The Five Best Musical Open Mic Nights in St. Louis


Because everyone deserves a shot behind the mic. Yes, even you. - ED SCHIPUL / FLICKR
  • Ed Schipul / Flickr
  • Because everyone deserves a shot behind the mic. Yes, even you.

Open mic nights are an invaluable asset to any music scene. Whether you're a budding musician looking to hone your skills with some stage time, an occasional hobbyist just playing a few of your favorite songs for fun, or a seasoned professional looking to try out some new material, open mic nights are a great way to commune with other local musicians of all skill levels.

Luckily for St. Louis-area musicians of all stripes, we've got no shortage of music-oriented open mics around town. Here are five of the best that St. Louis and the surrounding area have to offer:

  • Laura Ann Miller

Venice Cafe (1903 Pestalozzi Street, 314-772-5994)
--- --- ---
* **ACTIVITIES**
1. Reproduce the St. Louis open mic article from "Luckily for St." up to and including "Pestalozzi Street, 314-772-5994)".
2. Take the St. Louis open mic article further, starting right after its last line.
The entries that come next were taken from a separate source.

[Extracted data entries]
--- --- ---
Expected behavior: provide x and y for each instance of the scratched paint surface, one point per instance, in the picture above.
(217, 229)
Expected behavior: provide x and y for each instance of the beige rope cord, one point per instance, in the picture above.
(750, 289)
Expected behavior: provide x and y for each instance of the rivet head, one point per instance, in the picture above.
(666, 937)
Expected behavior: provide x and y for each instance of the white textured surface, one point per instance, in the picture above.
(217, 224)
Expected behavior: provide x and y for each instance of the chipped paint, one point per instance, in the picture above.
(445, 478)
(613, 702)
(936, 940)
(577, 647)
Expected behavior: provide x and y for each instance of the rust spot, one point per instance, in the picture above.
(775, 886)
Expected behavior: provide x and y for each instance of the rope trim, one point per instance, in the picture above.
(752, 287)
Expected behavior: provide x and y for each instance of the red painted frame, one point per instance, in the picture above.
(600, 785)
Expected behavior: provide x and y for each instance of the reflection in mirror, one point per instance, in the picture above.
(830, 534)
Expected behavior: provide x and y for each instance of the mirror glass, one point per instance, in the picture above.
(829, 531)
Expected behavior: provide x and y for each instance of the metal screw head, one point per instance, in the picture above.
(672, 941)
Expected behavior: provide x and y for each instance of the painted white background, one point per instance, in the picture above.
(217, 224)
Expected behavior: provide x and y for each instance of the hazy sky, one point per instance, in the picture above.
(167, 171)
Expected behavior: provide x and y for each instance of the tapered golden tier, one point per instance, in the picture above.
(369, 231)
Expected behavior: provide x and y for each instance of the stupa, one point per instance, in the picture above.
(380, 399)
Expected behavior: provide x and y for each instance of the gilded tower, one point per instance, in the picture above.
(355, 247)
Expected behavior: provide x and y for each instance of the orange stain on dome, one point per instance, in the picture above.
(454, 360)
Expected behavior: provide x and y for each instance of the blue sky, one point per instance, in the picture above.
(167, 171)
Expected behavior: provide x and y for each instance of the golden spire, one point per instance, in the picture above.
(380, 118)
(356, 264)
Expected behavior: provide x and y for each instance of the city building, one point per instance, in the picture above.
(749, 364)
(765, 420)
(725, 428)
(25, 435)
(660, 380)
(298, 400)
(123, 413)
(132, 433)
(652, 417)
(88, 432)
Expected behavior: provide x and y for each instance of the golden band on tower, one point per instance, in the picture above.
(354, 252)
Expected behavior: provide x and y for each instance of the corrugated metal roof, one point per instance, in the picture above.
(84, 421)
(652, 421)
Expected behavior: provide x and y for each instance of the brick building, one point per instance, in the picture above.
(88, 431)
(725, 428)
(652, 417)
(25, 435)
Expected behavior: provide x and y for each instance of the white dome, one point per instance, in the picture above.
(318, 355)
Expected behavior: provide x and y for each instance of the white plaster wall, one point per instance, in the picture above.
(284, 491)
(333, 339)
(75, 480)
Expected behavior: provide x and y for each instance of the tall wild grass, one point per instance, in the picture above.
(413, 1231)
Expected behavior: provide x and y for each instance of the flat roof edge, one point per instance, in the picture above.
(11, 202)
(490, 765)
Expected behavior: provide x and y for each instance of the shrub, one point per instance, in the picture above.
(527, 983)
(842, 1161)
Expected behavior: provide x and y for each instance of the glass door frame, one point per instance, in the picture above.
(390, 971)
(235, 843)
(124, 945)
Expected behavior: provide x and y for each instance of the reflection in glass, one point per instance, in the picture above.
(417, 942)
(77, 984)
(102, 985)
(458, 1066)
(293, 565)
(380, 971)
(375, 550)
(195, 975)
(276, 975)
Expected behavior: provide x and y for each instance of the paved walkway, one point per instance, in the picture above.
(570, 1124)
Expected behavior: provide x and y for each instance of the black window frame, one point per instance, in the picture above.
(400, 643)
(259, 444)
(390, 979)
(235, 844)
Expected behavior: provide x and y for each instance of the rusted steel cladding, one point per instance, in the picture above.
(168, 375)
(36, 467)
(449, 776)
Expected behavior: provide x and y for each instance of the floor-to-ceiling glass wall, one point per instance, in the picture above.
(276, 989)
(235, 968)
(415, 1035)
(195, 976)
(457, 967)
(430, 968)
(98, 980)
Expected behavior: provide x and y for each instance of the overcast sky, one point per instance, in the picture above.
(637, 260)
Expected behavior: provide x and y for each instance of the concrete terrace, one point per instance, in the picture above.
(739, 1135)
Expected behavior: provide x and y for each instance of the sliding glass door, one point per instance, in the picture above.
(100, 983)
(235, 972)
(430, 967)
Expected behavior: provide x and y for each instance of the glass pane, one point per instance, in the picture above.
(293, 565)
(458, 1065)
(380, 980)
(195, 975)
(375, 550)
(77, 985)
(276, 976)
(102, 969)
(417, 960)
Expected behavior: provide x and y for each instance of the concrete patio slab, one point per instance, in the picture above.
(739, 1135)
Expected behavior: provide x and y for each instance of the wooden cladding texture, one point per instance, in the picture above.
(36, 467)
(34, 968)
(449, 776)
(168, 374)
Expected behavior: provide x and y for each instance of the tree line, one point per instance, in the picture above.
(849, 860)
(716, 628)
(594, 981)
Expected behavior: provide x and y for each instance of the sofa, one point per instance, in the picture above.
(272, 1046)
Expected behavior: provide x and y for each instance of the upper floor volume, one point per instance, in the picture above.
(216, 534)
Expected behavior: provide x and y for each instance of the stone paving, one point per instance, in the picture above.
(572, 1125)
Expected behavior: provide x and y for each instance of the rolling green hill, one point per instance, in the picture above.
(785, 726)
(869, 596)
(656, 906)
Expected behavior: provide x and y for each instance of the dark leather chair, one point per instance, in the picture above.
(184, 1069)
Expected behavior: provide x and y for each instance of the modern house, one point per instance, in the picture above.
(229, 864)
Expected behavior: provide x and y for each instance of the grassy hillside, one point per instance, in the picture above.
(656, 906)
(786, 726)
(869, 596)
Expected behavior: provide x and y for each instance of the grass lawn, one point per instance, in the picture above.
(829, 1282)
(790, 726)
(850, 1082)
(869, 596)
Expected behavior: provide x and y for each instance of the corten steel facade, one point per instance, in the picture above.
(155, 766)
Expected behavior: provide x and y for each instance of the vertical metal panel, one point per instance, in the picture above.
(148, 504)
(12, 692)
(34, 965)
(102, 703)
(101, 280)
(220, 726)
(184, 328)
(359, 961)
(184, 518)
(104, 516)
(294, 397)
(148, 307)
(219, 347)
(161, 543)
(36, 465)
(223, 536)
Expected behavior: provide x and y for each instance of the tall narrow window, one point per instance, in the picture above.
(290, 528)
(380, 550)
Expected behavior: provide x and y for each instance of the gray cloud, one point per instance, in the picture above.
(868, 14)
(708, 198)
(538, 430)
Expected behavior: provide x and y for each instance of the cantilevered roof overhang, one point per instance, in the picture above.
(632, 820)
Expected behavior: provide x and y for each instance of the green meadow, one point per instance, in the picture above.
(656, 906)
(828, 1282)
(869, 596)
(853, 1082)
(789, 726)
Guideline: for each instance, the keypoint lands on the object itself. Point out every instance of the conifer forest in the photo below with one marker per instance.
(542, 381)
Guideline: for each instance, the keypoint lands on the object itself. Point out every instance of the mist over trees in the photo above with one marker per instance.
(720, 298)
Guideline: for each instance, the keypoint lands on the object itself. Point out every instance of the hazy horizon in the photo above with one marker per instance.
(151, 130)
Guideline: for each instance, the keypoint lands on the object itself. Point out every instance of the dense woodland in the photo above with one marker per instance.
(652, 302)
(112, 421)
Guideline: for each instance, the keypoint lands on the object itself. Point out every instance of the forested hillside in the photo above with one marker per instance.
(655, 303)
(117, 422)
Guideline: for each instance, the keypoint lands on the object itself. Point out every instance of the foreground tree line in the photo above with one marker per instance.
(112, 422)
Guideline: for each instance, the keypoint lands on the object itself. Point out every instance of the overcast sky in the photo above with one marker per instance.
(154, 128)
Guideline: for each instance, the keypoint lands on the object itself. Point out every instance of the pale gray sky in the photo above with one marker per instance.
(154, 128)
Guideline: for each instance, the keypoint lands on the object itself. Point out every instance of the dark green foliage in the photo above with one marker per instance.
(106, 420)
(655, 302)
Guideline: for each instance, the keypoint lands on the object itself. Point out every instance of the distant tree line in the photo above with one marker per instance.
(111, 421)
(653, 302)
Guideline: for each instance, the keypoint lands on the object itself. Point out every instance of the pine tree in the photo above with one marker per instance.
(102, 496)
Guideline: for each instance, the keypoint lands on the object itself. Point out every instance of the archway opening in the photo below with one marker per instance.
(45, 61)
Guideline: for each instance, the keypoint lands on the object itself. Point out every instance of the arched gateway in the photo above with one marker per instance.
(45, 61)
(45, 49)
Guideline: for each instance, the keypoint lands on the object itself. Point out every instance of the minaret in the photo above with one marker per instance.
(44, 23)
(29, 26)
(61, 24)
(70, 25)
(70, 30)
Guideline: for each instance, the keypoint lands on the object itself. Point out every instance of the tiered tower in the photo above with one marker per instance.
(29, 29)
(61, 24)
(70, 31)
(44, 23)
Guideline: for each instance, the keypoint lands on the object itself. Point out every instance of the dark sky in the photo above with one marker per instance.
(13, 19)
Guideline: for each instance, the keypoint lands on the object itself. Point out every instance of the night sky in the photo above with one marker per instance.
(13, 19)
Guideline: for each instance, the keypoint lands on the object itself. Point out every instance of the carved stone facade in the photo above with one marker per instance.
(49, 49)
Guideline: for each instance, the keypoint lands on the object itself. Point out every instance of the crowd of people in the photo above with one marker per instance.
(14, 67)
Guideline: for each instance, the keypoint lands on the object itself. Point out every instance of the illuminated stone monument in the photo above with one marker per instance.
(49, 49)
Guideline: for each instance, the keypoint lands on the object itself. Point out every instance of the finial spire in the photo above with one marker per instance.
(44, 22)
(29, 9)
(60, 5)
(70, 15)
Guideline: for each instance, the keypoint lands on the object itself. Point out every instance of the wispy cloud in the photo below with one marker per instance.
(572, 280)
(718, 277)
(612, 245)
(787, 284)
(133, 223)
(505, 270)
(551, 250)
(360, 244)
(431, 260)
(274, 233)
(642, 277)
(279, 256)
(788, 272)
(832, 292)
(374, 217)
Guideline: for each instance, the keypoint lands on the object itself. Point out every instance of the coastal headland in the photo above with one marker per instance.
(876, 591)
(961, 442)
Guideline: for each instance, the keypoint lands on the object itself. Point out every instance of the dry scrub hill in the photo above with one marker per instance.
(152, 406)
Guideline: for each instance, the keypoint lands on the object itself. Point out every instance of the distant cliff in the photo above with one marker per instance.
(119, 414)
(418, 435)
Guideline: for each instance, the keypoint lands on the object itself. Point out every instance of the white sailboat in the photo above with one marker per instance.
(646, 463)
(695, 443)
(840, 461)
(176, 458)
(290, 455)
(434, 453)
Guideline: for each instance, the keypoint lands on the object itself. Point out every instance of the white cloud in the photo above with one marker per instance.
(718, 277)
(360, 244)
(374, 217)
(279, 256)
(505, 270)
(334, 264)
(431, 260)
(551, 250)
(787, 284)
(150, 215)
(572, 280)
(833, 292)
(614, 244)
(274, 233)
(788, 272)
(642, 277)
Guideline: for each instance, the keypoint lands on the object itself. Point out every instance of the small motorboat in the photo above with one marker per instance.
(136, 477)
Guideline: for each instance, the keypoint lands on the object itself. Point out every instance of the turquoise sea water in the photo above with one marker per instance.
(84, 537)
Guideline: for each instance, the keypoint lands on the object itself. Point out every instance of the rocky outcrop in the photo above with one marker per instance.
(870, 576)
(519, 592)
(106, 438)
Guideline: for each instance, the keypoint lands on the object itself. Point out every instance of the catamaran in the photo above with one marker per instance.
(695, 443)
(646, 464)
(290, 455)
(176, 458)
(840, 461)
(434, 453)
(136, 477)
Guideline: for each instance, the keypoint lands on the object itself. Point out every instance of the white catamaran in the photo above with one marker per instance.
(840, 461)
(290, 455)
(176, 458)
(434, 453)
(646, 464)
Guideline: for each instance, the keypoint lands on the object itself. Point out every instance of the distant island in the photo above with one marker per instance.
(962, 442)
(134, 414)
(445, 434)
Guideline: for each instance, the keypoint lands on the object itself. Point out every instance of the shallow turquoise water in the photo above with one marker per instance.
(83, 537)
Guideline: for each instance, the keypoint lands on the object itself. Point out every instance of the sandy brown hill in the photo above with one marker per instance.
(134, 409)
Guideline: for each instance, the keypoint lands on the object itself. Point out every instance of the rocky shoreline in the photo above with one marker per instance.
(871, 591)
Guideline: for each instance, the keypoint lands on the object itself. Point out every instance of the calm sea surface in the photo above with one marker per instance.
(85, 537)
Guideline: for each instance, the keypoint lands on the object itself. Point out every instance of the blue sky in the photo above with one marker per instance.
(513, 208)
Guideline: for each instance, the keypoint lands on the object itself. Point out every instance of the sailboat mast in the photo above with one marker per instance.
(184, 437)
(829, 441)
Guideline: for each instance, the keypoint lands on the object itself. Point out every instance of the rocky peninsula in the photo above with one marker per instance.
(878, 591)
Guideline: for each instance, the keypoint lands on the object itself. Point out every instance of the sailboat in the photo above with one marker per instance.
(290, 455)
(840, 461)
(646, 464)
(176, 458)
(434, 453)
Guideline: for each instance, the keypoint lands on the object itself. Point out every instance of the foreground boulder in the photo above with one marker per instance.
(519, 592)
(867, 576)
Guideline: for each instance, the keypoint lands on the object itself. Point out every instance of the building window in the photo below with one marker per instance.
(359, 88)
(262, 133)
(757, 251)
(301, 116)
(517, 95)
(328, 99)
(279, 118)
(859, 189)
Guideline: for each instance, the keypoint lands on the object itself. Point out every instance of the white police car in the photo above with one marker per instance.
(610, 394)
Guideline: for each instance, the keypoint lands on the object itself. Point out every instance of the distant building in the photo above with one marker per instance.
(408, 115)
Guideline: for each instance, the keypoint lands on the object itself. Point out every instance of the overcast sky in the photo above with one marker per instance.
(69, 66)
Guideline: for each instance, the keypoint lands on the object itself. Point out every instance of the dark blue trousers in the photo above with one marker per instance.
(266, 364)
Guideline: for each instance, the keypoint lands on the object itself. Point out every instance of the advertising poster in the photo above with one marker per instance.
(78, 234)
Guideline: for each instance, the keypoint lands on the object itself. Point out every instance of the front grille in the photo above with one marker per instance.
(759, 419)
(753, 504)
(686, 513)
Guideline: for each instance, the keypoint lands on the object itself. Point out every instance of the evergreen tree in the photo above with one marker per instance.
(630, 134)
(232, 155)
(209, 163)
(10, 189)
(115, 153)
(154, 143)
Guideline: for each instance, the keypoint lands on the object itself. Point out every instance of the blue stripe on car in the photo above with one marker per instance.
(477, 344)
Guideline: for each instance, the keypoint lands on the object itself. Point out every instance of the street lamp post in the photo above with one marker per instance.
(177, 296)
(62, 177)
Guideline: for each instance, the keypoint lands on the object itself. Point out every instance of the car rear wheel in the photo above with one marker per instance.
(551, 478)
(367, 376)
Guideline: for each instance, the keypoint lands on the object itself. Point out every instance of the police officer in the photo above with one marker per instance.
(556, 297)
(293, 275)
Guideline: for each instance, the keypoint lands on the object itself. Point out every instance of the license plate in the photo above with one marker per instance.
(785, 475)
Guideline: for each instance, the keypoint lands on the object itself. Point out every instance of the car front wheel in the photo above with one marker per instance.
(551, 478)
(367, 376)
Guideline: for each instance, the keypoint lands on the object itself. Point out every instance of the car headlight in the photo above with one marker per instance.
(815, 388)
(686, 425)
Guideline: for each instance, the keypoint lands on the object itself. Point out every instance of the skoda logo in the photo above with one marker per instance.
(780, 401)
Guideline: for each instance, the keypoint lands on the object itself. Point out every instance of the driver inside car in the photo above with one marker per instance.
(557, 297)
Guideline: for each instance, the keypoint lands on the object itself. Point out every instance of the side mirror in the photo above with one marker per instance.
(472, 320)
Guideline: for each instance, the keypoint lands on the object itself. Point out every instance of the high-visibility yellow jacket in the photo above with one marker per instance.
--- --- ---
* **PER-TASK ANSWERS**
1.
Luckily for St. Louis-area musicians of all stripes, we've got no shortage of music-oriented open mics around town. Here are five of the best that St. Louis and the surrounding area have to offer:

  • Laura Ann Miller

Venice Cafe (1903 Pestalozzi Street, 314-772-5994)

2.
The RFT's 2014 Best Of Award for "Best Open Mic" went to the Venice Cafe, which should come as no surprise to anyone who's ever attended one. The Benton Park watering hole -- which celebrated its 25th anniversary last year -- is a St. Louis institution, and its vast collection of quirky mosaics, sculptures and other less-easily-classified conversation pieces set a perfect mood for an eclectic night of entertainment. Hosts Miles Long and Zack Sloan (aka Zacksquatch) keep things from getting too out of control while enthusiastic patrons and cheap drinks keep the vibe supportive and lighthearted. Things get started at 9 or 10 p.m. Mondays, depending on the week, and you can even call the bar between the hours of 4 and 11 p.m. to have your name added to the list.

  • Mabel Suen

The Chippewa Chapel Open Mic at Livery Company (3227 Cherokee Street, 314-643-8758)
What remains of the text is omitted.